__PROBLEM__
Write out the listing, please, but only from its first line through the line containing "Identify the pink", exactly as given and without pictures.

__AVAILABLE RECORDS__
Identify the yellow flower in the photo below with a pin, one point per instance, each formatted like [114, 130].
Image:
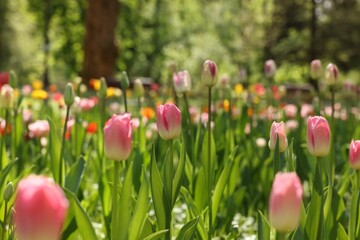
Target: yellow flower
[239, 88]
[37, 85]
[39, 94]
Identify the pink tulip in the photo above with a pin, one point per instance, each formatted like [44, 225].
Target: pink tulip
[318, 136]
[39, 128]
[270, 68]
[40, 209]
[285, 202]
[354, 155]
[278, 130]
[316, 69]
[118, 136]
[168, 120]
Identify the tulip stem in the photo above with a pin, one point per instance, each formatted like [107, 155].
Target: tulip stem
[114, 224]
[209, 165]
[62, 165]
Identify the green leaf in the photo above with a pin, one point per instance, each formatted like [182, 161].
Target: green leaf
[140, 212]
[125, 206]
[157, 191]
[223, 180]
[82, 219]
[187, 231]
[157, 235]
[75, 175]
[263, 227]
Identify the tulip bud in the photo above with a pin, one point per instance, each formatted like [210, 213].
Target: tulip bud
[8, 192]
[69, 95]
[40, 209]
[138, 88]
[168, 121]
[209, 74]
[270, 68]
[6, 96]
[285, 202]
[103, 88]
[117, 137]
[182, 82]
[316, 69]
[318, 136]
[278, 130]
[354, 155]
[331, 74]
[124, 81]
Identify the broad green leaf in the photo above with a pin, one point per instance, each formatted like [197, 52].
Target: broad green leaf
[157, 191]
[263, 227]
[157, 235]
[140, 212]
[220, 186]
[125, 206]
[187, 231]
[75, 175]
[82, 219]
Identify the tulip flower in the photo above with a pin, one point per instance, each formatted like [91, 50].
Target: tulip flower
[209, 74]
[270, 68]
[316, 69]
[40, 209]
[182, 81]
[168, 120]
[354, 155]
[6, 96]
[278, 130]
[285, 202]
[331, 74]
[318, 136]
[118, 136]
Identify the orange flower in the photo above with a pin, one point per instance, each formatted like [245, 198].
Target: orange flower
[148, 112]
[91, 128]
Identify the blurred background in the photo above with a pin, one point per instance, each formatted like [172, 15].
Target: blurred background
[57, 40]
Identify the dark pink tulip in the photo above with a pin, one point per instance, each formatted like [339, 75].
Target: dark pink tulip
[168, 121]
[354, 155]
[285, 202]
[40, 209]
[118, 137]
[318, 136]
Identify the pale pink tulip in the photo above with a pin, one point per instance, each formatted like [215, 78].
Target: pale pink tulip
[285, 202]
[118, 136]
[318, 136]
[354, 155]
[40, 209]
[278, 130]
[168, 120]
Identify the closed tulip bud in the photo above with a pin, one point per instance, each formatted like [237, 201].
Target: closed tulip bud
[8, 192]
[209, 74]
[270, 68]
[124, 81]
[168, 121]
[118, 137]
[318, 136]
[316, 69]
[6, 97]
[331, 74]
[354, 155]
[40, 209]
[69, 95]
[285, 202]
[103, 88]
[138, 88]
[278, 130]
[182, 82]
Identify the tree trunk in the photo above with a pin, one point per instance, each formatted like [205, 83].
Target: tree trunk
[100, 50]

__SOLUTION__
Identify the yellow flower in the photo below with a pin, one point per instance, each formatted like [114, 130].
Image:
Target: yellow flower
[239, 88]
[37, 85]
[39, 94]
Identify the pink tulip in the photo above with a pin, one point per instance, each formatted like [44, 225].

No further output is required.